_Exercise directions_
From the entries that follow, copy exactly the lines beginning at the line holding "Where can the chimney" and continuing through the line holding "Where can the electrical".

==================================================

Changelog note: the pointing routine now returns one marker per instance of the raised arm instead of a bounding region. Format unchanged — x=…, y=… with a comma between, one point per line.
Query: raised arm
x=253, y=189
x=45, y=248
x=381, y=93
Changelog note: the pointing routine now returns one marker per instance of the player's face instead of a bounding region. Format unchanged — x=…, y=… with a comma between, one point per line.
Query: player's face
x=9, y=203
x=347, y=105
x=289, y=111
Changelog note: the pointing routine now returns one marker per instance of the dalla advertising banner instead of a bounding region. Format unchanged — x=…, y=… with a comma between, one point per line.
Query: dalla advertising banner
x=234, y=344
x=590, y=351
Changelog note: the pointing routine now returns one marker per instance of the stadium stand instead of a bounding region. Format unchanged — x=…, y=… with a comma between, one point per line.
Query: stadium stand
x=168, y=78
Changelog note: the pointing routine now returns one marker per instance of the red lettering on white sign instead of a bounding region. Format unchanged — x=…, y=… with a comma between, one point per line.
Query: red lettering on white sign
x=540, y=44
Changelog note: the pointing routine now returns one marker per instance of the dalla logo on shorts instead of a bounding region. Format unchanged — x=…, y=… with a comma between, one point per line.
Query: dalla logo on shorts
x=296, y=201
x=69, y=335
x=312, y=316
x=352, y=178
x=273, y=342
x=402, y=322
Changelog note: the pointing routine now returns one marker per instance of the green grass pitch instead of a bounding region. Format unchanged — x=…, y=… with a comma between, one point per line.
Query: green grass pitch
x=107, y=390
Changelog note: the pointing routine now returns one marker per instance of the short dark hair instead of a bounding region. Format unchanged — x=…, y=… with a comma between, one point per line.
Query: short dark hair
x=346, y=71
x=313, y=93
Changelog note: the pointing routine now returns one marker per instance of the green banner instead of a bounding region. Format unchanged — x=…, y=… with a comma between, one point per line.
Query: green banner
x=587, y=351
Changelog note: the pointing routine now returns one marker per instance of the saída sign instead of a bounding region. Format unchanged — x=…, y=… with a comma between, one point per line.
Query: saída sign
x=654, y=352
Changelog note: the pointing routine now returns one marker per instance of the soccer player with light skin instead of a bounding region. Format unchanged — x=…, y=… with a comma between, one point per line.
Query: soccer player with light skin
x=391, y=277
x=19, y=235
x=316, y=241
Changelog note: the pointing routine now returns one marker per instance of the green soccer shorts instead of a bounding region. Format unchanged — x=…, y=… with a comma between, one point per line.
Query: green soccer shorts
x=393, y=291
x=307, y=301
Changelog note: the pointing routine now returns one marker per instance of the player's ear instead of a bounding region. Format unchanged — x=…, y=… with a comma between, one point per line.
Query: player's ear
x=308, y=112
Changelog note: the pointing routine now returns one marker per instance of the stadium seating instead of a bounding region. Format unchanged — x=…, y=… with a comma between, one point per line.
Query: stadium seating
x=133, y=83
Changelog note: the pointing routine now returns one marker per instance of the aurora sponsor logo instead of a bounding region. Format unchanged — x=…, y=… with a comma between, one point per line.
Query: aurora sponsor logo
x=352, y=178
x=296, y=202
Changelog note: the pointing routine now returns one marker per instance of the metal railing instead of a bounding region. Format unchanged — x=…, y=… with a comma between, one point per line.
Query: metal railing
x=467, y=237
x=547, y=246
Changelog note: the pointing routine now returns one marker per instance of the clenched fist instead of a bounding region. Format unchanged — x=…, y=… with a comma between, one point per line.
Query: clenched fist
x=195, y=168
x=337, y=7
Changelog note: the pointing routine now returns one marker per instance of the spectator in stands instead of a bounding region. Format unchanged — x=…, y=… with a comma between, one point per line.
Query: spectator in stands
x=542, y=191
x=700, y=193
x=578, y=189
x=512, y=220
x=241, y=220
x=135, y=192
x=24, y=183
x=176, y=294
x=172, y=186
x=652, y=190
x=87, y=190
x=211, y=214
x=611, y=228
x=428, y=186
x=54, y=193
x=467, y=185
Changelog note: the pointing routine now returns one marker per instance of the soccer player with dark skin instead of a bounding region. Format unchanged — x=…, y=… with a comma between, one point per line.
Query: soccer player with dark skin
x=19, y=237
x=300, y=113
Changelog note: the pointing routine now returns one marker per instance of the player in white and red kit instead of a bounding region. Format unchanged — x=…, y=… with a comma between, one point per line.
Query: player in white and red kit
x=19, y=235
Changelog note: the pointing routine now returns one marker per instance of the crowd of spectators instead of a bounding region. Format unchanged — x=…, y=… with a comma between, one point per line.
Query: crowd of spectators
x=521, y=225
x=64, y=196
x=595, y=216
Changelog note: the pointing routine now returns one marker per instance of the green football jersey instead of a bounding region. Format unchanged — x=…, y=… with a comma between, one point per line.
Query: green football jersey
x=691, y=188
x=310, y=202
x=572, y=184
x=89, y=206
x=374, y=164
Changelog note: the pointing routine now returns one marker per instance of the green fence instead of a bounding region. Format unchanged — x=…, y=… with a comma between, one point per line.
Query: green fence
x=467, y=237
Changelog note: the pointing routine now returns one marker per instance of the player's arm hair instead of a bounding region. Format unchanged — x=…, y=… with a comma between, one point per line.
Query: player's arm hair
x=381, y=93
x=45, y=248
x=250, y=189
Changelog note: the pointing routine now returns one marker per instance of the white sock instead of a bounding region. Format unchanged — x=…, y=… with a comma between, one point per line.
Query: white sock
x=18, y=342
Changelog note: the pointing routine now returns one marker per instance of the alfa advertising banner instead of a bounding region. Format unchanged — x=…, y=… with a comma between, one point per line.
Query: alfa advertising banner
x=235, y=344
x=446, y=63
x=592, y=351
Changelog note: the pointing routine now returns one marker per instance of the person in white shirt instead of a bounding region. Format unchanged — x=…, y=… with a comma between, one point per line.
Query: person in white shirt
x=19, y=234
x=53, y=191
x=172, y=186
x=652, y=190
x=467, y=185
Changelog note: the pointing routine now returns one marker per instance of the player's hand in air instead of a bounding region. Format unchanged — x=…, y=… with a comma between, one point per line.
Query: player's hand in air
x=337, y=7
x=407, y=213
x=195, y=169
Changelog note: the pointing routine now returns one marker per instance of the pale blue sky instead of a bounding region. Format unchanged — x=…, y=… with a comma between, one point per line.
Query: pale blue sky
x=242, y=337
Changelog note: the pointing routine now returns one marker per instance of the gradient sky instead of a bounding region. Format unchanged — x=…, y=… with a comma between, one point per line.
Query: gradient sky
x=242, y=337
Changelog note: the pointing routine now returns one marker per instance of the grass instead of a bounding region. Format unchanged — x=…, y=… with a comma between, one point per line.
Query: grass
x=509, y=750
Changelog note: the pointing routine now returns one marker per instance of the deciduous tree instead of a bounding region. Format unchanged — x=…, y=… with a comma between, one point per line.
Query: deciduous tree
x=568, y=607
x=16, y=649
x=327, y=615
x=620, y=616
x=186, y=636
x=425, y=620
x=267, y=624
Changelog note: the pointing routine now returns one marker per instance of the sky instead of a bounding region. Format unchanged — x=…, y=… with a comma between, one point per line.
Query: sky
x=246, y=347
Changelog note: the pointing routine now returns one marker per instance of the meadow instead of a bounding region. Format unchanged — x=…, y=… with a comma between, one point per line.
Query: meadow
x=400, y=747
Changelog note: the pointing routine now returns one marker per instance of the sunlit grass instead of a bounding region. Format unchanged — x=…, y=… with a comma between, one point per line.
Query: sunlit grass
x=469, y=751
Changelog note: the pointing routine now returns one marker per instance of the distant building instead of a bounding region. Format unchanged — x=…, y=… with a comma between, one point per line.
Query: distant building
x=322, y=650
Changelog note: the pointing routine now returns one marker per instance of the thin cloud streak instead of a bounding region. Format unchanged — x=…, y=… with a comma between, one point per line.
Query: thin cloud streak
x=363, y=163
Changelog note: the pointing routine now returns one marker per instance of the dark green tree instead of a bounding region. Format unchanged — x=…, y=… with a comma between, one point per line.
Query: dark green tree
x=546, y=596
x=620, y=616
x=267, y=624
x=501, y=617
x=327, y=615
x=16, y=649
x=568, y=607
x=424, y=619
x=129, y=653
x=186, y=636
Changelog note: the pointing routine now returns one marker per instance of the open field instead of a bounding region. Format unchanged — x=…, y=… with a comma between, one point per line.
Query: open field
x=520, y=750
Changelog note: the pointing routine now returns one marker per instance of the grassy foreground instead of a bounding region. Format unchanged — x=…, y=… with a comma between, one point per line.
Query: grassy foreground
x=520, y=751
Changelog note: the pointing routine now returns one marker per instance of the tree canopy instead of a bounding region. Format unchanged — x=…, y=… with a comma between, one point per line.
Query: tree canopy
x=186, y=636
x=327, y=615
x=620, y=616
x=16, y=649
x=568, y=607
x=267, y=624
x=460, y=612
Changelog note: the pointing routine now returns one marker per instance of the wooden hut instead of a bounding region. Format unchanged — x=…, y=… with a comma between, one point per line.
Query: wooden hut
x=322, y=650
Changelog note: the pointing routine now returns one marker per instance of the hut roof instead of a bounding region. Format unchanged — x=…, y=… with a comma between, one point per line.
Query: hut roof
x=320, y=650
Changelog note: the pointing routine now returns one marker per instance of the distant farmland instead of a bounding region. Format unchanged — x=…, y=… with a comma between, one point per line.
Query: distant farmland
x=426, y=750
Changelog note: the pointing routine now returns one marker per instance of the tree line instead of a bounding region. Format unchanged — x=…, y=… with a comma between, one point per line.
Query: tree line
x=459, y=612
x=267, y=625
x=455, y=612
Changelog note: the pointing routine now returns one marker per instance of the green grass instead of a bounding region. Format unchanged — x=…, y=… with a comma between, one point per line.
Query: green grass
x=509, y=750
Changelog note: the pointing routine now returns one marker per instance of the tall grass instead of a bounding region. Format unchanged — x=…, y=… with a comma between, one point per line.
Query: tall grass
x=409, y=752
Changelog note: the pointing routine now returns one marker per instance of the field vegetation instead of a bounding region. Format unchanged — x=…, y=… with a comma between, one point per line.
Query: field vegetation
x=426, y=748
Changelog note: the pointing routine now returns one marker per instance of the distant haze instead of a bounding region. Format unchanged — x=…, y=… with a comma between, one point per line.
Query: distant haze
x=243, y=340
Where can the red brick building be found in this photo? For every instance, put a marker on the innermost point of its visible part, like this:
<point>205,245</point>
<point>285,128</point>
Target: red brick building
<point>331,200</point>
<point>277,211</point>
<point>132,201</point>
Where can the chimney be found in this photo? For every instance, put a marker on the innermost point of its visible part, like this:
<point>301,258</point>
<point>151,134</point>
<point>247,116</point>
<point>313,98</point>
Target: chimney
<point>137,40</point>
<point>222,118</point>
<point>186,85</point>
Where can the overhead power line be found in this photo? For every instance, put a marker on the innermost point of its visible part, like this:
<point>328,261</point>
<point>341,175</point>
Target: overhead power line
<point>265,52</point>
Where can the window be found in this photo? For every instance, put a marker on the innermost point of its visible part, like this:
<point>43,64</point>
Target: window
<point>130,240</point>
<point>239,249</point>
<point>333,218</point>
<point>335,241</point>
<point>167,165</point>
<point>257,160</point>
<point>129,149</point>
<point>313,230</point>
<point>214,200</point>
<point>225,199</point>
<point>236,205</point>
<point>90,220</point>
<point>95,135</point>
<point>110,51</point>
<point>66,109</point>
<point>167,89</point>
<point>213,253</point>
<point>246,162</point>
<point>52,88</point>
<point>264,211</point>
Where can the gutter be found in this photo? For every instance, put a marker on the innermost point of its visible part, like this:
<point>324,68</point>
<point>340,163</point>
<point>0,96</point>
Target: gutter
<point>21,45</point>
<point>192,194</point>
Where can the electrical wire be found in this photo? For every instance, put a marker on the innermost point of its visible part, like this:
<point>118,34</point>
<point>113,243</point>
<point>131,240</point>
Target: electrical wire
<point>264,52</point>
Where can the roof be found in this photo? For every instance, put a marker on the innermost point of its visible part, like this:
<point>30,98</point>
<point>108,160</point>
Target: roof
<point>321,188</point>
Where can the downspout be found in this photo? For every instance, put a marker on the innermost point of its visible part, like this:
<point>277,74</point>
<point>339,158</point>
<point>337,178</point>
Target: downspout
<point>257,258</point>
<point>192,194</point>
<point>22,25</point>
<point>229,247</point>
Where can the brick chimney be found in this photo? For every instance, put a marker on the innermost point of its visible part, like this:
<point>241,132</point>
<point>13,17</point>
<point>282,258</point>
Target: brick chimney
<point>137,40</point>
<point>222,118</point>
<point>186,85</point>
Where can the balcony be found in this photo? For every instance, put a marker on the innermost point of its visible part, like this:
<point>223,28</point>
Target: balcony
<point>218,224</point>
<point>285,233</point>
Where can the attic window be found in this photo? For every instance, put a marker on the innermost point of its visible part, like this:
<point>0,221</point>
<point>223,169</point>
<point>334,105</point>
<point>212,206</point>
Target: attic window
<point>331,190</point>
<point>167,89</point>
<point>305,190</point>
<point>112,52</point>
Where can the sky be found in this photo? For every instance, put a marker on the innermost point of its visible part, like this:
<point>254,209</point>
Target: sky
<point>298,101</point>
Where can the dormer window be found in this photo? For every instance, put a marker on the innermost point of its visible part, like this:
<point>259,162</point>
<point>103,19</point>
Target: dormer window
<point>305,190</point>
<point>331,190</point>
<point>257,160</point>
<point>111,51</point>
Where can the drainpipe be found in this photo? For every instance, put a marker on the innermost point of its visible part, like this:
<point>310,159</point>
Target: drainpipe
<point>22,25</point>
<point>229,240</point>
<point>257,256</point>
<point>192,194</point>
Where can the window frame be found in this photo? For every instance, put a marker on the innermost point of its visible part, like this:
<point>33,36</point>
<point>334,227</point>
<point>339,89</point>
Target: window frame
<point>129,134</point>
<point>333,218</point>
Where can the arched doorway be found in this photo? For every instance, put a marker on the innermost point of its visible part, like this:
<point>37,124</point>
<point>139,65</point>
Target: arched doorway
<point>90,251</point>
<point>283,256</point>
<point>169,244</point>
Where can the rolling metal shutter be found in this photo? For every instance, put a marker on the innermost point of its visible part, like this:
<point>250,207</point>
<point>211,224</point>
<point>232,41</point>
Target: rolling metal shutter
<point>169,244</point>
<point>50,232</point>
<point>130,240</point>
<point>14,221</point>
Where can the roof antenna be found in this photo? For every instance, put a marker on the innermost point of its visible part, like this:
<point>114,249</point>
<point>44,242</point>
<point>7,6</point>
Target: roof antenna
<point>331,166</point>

==================================================

_Response to the task_
Where can the chimney be found in this photo? For every instance, put a marker on the innermost point of its visible part, like this:
<point>301,258</point>
<point>151,134</point>
<point>247,116</point>
<point>313,98</point>
Target: chimney
<point>137,40</point>
<point>222,118</point>
<point>186,85</point>
Where can the overhead power line be found in this photo? For every instance, put a marker on the innermost point of its visible part, like this:
<point>328,261</point>
<point>341,175</point>
Target: overhead power line
<point>265,52</point>
Where can the window be found in this photo? For every instance, put a marker on the innermost point of its visible part, like this:
<point>43,64</point>
Target: window
<point>130,240</point>
<point>239,249</point>
<point>333,218</point>
<point>335,241</point>
<point>167,165</point>
<point>257,160</point>
<point>129,149</point>
<point>313,230</point>
<point>214,200</point>
<point>225,199</point>
<point>236,205</point>
<point>90,220</point>
<point>95,135</point>
<point>110,51</point>
<point>66,109</point>
<point>167,89</point>
<point>213,253</point>
<point>246,162</point>
<point>52,88</point>
<point>264,211</point>
Where can the gutter be found in this photo? For every instance, put a marker on the innermost point of its visible part, like this:
<point>324,68</point>
<point>340,163</point>
<point>0,96</point>
Target: gutter
<point>21,45</point>
<point>192,194</point>
Where can the electrical wire be found in this photo? For every instance, put a marker on the innermost point of its visible part, like this:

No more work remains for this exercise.